_SOURCE_
◇ ◇ ◇ ◇

American Federation of State, County and Municipal Employees (AFSCME) mobilized students and the university’s employees last Thursday, Nov. 15, in order to protest the working conditions of the University of California Santa Barbara campus custodians, gardeners, cooks and health care professionals such as nurses and technicians. The notable increase in student enrollment has not translated into hiring more campus custodial staff.

Thirty five to 40 students and workers went to the Office of Student Life of UCSB with a clear message to alleviate the pressure on the employees working in the current situation in the dining and residence halls, as well as in the health care division.

“Last year I was cooking for around 1,000 to 1,200 students and we were two cooks. This year, the number of students can reach 1,500 and I no longer have a colleague,” said one of UCSB’s dining hall cooks. She added that a student works with her during several hours per day, “But it’s not enough. He doesn’t have the experience of a professional cook.”

The students living in the residence halls also have noticed the situation.

“In Santa Catalina there has been the biggest change,” aid Alex Jansen, a fourth-year zoology major who is working as Commissioner of Labor at UCSB. “There now all the rooms are triple, whereas last year most of them were double.”

Jansen was in charge of giving the 1,000 signatures they collected in two days to OSL.

“We want UC to turn back to the true public university that it was in the 70s,” he said.

AFSCME organizer Vanessa Guzman said that their intentions were to talk about this situation with the Vice Chancellor for Student Affairs at UCSB, Michael Young, but he was not in Santa Barbara at the time. Because of this, they presented the program to the Associate Dean of Students, Deborah Fleming.

“We are going to talk to Michael Young about this problem, and the next step is arranging a meeting with the students and workers to consider formally their petitions,” she said. Jansen said that their intentions are to conduct this meeting in public, “because all the students should know the situation.”

“All of us have been really into making it possible for Prop. 30 to pass,” said Guzman during the action. “It passed and now we want this effort we’ve done to be rewarded. UCSB’s priorities should be improving the well-being of students and employees rather than profit.”

Guzman explains that what they are asking for is to include in the workers’ contract the “safe staff” clause, which would determine the appropriate conditions of employees and avoid overworking staff. At the same time, workers ask for an improvement of their salary, because of the rising cost of living.

“We want to have a decent salary, enough to maintain our families and to afford the high standard of living of Santa Barbara,” said one of the UCSB’s groundskeepers. Most of the employees represented by the union need to have a second job in spite of working full-time at UCSB.

◇ ◇ ◇ ◇

_GIVEN INFORMATION_
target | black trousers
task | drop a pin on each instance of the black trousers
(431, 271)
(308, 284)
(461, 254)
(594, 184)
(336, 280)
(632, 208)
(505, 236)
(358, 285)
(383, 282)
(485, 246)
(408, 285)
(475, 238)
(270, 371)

◇ ◇ ◇ ◇

_TASK STATEMENT_
Please say who the program was presented to, according to the article on the UCSB workers' protest, since Vice Chancellor Michael Young was not in Santa Barbara.

_RESULT FOR THIS TASK_
Deborah Fleming, the Associate Dean of Students.